SetEnvIfNoCase User-Agent question

Forum Moderators: phranque

Message Too Old, No Replies

SetEnvIfNoCase User-Agent question

SetEnvIfNoCase User-Agent "[A-Z][a-z]{3,} [a-z]{4,} [a-z]{4,}" bad_user_age

mikesz

10:30 am on Mar 16, 2008 (gmt 0)

Hello all,

I saw a reference to blocking bad bots with junk characters in the User-Agent and this code was referenced, "[A-Z][a-z]{3,} [a-z]{4,} [a-z]{4,}" with no example of what the author intended to use to do the actual blocking.

Logically, I think it translates like the following:

SetEnvIfNoCase User-Agent "[A-Z][a-z]{3,} [a-z]{4,} [a-z]{4,}" bad_user_agent

Can someone give me a clue if this is a viable way to trap user-agents that have junk character and what the reference does. I would be very grateful.

In the original text the author used this as an example of junk text:

Zobv zkjgws pzjngq

Many thanks for your attention,

regards, mikesz

jdMorgan

6:26 pm on Mar 16, 2008 (gmt 0)

◆ Object position labeling entries:
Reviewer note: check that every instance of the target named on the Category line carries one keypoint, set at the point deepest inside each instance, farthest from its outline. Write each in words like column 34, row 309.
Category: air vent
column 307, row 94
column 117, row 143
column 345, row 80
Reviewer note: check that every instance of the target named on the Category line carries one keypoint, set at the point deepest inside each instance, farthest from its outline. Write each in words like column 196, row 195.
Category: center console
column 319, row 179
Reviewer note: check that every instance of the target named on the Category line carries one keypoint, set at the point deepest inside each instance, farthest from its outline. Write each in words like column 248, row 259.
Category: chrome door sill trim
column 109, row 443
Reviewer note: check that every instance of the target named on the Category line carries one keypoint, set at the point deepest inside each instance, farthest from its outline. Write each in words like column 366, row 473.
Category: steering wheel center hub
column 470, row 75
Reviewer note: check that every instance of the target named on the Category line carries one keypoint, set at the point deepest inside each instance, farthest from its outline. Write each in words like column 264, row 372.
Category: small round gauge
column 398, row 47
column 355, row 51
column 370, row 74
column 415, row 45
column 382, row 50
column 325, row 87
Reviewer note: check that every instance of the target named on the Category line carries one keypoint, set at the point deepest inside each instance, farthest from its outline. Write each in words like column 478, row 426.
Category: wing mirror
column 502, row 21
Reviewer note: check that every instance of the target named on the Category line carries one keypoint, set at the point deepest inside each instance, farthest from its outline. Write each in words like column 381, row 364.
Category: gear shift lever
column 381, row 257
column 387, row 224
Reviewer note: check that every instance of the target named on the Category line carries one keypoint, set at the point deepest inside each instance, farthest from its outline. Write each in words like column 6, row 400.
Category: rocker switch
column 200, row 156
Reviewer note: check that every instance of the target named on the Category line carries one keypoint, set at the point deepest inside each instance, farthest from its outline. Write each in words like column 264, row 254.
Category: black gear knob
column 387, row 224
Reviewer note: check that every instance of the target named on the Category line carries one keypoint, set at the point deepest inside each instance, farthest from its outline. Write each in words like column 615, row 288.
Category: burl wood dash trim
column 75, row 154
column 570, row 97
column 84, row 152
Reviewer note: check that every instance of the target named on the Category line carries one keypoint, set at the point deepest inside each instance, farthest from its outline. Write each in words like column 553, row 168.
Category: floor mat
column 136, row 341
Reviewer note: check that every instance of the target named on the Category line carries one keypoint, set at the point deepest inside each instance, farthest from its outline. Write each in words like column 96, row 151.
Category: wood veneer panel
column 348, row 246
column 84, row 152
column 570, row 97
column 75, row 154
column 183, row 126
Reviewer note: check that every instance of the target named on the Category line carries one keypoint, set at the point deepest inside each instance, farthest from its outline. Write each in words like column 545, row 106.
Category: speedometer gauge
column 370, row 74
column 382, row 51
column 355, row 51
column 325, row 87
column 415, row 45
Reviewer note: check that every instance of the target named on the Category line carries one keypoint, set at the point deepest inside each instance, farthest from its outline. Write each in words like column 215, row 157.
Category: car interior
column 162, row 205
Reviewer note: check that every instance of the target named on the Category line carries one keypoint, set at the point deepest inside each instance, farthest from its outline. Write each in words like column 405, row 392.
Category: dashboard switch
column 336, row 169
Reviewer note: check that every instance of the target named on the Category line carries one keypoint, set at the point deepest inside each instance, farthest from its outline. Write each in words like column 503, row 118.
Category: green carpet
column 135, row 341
...
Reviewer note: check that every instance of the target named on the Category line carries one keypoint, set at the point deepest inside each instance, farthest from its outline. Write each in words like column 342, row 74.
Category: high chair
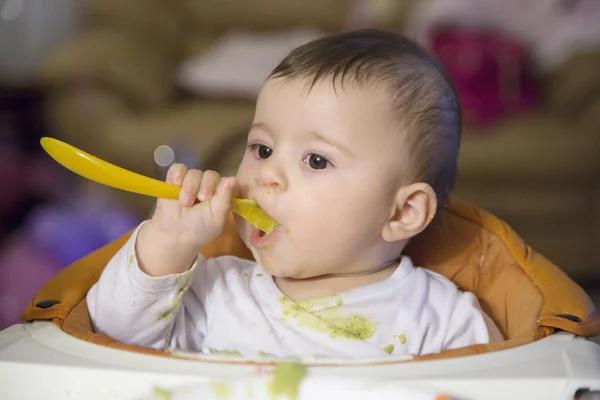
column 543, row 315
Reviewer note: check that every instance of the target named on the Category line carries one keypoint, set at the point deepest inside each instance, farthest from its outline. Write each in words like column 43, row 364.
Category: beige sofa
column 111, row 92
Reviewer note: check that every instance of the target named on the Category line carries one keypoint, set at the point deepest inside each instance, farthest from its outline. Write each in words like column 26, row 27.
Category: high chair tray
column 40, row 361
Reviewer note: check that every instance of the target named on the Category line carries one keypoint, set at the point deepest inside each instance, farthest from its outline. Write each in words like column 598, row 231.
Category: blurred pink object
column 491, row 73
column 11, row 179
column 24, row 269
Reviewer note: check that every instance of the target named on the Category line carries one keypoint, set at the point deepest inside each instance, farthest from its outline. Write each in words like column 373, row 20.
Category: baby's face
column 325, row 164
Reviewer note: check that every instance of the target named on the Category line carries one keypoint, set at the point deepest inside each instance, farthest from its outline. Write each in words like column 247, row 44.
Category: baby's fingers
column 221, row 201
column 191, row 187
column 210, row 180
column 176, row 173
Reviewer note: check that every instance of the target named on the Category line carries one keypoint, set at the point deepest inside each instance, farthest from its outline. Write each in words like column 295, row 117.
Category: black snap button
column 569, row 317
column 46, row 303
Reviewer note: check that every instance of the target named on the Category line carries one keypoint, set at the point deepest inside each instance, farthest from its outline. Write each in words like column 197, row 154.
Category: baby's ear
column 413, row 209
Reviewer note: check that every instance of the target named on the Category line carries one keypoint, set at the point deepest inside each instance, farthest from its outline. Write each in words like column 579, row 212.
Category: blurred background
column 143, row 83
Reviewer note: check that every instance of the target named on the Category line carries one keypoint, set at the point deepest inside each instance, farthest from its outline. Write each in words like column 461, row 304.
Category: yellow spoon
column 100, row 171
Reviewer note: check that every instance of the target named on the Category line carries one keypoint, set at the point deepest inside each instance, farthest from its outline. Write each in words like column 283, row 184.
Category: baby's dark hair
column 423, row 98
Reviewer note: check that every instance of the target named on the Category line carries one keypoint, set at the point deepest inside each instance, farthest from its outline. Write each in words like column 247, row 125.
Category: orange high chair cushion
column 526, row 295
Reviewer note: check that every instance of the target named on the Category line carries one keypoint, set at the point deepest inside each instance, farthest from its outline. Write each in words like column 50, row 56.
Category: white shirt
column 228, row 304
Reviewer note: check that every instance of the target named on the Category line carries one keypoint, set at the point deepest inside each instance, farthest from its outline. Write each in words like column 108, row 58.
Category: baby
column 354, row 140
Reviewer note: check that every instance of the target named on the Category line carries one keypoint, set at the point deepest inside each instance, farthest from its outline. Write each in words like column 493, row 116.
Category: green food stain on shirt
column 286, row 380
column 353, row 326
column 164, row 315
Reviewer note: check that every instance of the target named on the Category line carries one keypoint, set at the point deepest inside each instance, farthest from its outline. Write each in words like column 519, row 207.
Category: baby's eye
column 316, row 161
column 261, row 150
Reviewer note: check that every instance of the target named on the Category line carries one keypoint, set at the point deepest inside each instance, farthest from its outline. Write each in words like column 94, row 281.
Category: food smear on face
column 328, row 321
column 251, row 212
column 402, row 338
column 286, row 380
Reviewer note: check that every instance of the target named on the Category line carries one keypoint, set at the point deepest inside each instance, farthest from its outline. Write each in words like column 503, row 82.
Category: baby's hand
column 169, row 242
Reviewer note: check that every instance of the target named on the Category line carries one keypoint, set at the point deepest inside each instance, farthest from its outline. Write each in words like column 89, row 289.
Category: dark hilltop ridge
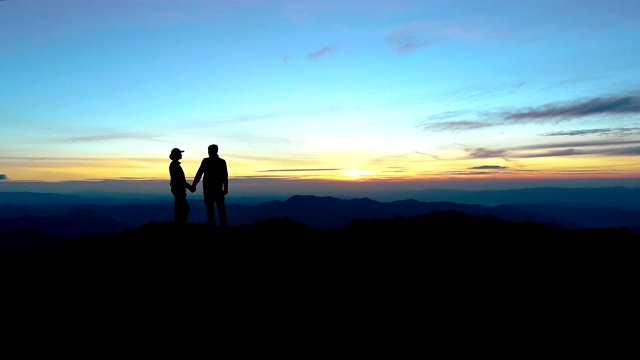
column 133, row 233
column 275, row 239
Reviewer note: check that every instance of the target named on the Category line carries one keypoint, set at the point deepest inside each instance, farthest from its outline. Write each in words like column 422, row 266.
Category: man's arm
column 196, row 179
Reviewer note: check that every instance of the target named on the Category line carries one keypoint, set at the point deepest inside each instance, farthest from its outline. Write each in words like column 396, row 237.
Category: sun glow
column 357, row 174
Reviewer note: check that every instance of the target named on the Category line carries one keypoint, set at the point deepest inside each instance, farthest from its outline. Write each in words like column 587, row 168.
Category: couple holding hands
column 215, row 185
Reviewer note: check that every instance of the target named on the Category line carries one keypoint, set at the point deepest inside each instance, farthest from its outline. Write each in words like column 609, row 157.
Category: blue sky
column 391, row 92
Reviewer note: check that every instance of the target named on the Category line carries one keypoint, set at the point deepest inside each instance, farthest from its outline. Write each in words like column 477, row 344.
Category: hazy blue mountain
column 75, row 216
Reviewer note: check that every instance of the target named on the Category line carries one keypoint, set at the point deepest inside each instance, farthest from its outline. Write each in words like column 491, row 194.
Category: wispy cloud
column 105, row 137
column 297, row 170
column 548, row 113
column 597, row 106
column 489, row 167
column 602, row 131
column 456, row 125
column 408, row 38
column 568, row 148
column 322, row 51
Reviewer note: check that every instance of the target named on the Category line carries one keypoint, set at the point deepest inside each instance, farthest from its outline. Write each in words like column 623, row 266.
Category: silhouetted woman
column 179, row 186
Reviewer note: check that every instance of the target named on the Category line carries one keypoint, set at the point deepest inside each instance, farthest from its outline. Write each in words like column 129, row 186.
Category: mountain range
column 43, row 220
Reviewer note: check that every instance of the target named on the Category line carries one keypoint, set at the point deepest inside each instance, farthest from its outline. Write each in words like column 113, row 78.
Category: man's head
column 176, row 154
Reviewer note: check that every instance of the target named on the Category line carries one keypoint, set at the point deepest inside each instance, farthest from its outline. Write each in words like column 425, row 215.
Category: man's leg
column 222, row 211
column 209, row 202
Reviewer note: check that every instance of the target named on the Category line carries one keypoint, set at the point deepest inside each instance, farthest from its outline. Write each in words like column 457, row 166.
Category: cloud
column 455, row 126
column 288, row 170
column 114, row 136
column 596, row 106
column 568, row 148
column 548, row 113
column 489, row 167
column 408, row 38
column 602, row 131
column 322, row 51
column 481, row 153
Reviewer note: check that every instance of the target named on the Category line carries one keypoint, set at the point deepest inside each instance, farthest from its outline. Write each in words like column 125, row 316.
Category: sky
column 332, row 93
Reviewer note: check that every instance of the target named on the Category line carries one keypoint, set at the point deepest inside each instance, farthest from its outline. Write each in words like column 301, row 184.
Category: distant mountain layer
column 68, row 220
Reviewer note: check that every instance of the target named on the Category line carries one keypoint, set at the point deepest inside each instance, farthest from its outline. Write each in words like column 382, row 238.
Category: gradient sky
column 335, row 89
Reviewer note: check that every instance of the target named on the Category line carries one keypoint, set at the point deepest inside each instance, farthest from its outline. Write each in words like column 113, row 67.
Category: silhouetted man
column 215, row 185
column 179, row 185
...
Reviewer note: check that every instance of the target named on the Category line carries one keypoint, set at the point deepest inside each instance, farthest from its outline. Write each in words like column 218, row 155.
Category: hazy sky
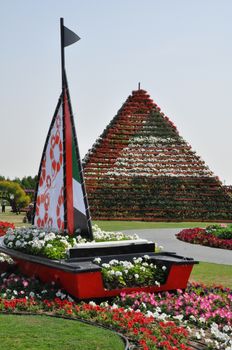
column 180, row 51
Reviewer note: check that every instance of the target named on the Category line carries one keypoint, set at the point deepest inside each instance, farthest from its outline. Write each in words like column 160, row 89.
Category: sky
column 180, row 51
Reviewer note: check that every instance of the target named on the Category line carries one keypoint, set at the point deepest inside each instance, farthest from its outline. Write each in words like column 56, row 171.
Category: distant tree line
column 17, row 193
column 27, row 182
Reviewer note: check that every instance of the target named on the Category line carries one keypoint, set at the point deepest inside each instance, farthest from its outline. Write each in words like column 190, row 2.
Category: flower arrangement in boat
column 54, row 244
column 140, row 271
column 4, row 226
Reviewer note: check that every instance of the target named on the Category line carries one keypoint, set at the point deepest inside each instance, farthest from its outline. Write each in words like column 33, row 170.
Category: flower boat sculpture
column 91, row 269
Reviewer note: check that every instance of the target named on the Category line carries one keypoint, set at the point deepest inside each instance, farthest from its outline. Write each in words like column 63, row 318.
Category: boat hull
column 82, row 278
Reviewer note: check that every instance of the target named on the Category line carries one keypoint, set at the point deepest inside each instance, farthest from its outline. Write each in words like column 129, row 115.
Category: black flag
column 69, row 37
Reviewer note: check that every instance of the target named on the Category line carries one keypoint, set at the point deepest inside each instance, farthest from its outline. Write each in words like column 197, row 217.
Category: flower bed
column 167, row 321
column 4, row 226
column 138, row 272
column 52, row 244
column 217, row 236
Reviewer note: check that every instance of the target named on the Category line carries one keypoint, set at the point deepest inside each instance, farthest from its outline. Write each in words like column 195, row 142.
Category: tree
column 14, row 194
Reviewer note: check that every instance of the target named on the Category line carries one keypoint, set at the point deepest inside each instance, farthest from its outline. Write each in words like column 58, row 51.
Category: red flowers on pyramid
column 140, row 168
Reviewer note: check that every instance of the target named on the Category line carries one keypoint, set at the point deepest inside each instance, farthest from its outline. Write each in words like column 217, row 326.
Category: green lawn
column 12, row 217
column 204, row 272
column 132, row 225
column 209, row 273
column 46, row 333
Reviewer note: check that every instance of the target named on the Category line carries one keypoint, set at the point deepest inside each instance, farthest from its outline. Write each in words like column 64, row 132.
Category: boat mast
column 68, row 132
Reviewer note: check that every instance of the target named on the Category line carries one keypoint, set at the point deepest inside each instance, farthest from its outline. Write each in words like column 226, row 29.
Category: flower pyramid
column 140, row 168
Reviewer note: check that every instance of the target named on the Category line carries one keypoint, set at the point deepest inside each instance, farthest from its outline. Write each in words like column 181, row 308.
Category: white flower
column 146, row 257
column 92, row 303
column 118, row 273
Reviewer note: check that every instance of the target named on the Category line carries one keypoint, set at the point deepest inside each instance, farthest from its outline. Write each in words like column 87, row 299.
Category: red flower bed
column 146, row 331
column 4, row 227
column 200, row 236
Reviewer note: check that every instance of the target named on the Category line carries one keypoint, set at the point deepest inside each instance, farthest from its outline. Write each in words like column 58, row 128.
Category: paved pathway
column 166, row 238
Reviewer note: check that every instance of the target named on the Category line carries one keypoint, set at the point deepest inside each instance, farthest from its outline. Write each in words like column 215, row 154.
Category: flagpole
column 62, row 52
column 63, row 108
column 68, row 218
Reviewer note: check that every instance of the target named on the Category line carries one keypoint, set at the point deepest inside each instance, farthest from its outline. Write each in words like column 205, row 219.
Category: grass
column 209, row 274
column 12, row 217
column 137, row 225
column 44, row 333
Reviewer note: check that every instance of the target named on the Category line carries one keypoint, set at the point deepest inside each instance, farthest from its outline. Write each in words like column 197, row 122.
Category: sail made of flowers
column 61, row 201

◆ STATED PROBLEM 1: In the SetEnvIfNoCase forum thread, what example of junk text did the original author give?
◆ STATED PROBLEM 2: Continue the SetEnvIfNoCase forum thread from the point where it ends.
These lines have no role in what is asked here.

◆ RESPONSE 1: Zobv zkjgws pzjngq

◆ RESPONSE 2:
> Can someone give me a clue if this is a viable way to trap user-agents that have junk character and what the reference does.

Only you can decide if this detects "junk-character user-agents" -- One Webmaster's junk may be another's treasure...

Standing alone it does not block anything. Rather, it sets the server variable "bad_user_agent" to TRUE (non-blank). That variable can then be tested by Apache mod_access, Apache mod_rewrite (in some cases), Server-Side Includes, or PHP or PERL scripts to take some action -- Usually, to return a 403-Forbidden server response.

The "reference" is a regular-expressions pattern (see tutorial link in our forum charter, and threads in our library) and reads, "Match one uppercase letter, followed by three or more lowercase letters, followed by a space, followed by four or more lowercase letters, followed by a space, followed by four or more lowercase letters." If the user-agent matches this description, then the bad_user_agent variable is set for later use.

Jim

Samizdata

9:27 pm on Mar 16, 2008 (gmt 0)

For example, it would match the user-agent "Use webmasterworld search" but not the user-agent "use WebmasterWorld search" - so I would say it wasn't really viable, even if the correct directive was added.

mikesz

1:51 am on Mar 17, 2008 (gmt 0)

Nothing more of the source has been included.